* _WORK ORDER_:
From the data below, give the number of lines holding the word "pavement", with nothing else added.

START THE INPUT

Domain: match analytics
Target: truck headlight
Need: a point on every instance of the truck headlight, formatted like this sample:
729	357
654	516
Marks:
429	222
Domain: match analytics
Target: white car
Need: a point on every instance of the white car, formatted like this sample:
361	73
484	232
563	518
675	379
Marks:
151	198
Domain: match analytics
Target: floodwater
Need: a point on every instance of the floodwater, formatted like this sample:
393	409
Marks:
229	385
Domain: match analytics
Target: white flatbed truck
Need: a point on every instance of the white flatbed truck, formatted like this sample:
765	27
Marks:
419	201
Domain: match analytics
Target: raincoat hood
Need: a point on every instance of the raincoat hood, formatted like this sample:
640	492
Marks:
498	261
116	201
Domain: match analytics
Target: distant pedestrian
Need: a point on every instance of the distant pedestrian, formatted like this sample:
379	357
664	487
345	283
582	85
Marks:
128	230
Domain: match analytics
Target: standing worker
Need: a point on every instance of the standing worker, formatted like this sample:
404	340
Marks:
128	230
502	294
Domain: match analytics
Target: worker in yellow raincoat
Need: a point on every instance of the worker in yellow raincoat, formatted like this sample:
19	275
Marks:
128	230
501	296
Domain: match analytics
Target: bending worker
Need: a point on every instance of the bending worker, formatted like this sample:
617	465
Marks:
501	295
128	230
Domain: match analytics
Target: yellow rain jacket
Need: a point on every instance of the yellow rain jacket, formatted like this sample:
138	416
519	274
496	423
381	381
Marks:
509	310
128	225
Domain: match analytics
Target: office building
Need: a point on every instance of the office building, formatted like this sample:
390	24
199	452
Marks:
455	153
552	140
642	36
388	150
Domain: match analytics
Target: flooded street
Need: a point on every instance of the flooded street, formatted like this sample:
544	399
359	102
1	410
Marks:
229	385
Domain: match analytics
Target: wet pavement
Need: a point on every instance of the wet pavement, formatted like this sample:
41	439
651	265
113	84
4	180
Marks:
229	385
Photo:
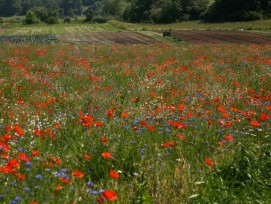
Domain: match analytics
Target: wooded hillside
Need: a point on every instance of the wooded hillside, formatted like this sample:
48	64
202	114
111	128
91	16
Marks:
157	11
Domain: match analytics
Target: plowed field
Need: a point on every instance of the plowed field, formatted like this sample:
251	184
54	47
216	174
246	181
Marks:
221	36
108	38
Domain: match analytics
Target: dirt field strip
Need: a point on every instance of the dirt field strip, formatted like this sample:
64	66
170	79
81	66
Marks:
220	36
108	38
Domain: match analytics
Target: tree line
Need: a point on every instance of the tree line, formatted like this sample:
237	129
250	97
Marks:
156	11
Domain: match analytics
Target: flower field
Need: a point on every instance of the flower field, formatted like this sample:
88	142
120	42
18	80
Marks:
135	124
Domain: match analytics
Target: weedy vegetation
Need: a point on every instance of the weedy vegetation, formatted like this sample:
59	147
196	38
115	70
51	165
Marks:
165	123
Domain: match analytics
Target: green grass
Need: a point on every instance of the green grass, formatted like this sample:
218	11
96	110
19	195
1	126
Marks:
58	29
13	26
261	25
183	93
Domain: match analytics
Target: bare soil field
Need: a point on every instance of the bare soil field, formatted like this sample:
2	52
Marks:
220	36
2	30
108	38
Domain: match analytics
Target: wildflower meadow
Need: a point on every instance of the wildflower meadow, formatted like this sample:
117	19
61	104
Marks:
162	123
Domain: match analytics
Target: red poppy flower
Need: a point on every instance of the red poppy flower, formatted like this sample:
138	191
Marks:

END THE INPUT

* _RESPONSE TO THE EXERCISE_:
2